===== PÁGINA
Dito isso, não há motivo para limitar a perspectiva ao mero entretenimento ou a uma grande proposta comercial. Em vez disso, a ideia do metaverso deve ser estendida aos ambientes reais, se quisermos extrair valor dele para a sociedade.
Em primeiro lugar, a metacidade não é a capital do metaverso, mas uma cidade com todas as suas complexidades, representada por todos os cidadãos, combinando os recursos existentes e futuros da “cidade inteligente”, da “cidade-gêmea digital” e do metaverso.
É por isso que a “metacidade” poderia não só mudar a forma como as pessoas pensam e sentem a sua cidade, mas talvez também recriar um novo tipo de orgulho de pertença, um novo civismo, sentimentos e comportamentos que hoje estão dolorosamente ausentes entre jovens e velhos.
A cidade entendida como metaverso pode fornecer entretenimento, mas, como cidade-gêmea digital da cidade, é orientada para a participação pragmática antes que lúdica. Ao remover os obstáculos temporais e espaciais, a metacidade pode atrair mais facilmente a consulta pública. Oferece a possibilidade de ver instantaneamente qualquer iniciativa no seu contexto (mesmo que virtual) e facilita o processo decisório.
Reunindo a administração municipal e os cidadãos na consulta, ela fortalece os compromissos de colaboração e de propriedade. O resultado final poderia ser que a cidadania, no fim, recupere uma sensibilidade cívica há muito tempo perdida. Os cidadãos que começam a desenvolver os seus gêmeos digitais pessoais poderiam encontrar neles uma ajuda nas decisões públicas e privadas, e também na direção da Câmara Municipal.
==========
===== ENTRADAS EXIBIDAS
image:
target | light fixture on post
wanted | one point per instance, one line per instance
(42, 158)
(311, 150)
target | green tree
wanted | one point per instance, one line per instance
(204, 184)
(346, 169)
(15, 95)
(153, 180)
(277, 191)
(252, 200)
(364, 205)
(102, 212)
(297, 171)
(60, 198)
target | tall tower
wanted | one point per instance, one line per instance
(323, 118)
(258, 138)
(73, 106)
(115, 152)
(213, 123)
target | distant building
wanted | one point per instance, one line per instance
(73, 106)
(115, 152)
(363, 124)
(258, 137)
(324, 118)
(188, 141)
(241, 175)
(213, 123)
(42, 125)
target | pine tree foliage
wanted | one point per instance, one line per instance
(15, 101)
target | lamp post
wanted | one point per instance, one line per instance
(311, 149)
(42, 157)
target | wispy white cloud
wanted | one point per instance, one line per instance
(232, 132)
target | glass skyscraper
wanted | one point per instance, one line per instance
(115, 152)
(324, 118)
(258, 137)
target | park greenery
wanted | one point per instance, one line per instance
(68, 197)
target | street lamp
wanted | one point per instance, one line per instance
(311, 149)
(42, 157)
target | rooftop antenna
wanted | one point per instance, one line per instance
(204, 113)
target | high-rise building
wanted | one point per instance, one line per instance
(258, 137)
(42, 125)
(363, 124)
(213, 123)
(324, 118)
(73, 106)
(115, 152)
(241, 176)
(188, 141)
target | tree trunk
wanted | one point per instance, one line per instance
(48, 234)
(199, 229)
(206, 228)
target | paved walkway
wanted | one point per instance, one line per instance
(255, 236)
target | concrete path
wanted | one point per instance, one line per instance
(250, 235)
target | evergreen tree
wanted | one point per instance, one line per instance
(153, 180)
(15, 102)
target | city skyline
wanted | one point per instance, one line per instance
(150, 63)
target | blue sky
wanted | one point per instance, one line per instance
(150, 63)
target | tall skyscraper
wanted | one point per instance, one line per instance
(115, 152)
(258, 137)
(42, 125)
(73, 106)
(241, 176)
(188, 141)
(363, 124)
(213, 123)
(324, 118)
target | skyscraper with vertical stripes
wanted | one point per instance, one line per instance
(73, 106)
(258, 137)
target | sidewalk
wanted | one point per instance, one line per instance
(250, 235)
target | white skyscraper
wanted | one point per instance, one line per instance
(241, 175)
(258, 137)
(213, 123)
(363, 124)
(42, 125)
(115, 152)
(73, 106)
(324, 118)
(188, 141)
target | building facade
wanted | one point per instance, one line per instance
==========
### PEDIDO ESCRITO 1
No texto sobre a metacidade, para que tipo de participação a cidade, como cidade-gêmea digital, é orientada?
### PEDIDO ESCRITO 2
Segundo o texto sobre a metacidade, de quais conceitos a metacidade combina os recursos existentes e futuros? Liste todos.
### PEDIDO ESCRITO 3
Prossiga o texto sobre a metacidade a partir da última frase apresentada.

### RESPOSTA ESCRITA 1
Para a participação pragmática, antes que lúdica.

### RESPOSTA ESCRITA 2
- A cidade inteligente
- A cidade-gêmea digital
- O metaverso

### RESPOSTA ESCRITA 3
Nesse contexto, expande-se e unifica-se a imaginação dos cidadãos sobre a sua própria cidade, aumentando o senso de “pertença”, pois é possível monitorar os serviços municipais em “tempo real” e em “lugar real”.
A metacidade facilita as simulações e o posicionamento de novas estradas e construções. Atrai novos serviços para o turismo e implementa os eventos culturais, podendo também encorajar novos investimentos nacionais e estrangeiros.
No Japão, a Fujitsu está trabalhando em um modelo de cidade-gêmea digital inteligente, povoada por um novo tipo de avatar. Masami Mizutani, diretor do projeto, descreve-a assim: “As cidades-gêmeas digitais inteligentes ‘típicas’ gerenciam os dados em termos de relação entre o mundo real e o espaço virtual. O Social Digital Twin da Fujitsu é uma reprodução digital completa dos comportamentos de uma sociedade, por meio da construção de um modelo humano e de um modelo social que reagem em tempo real às mudanças na sociedade em geral, refletindo as mudanças nas relações entre o comportamento das pessoas e os bens, a economia e sociedade nos mínimos detalhes”.
E o custo é menor do que se possa imagina: os orçamentos municipais podem se dar ao luxo disso. Em breve, será muito mais fácil e barato criar uma representação em 3D de uma cidade completa. A nova abordagem prevê a utilização de uma rede neural para capturar e gerar imagens em 3D de algumas fotografias em 2D, uma técnica apelidada de “renderização neural”.
Os pesquisadores da UC Berkeley e do Google demonstraram que uma rede neural poderia capturar uma cena fotorrealista em 3D simplesmente visualizando diversas imagens em 2D dela. Isso torna possível converter imagens em 2D em uma representação em 3D fotorrealista que pode ser vista de qualquer ponto possível.
O Google Maps já cobre o território e pode fornecer a terceira dimensão em geral. O resto é uma questão de tecnologias de rede, padrões de intercâmbio e acordos financeiros baseados em blockchain e sistemas NFT. E, naturalmente, uma detalhada regulamentação sobre privacidade e vigilância.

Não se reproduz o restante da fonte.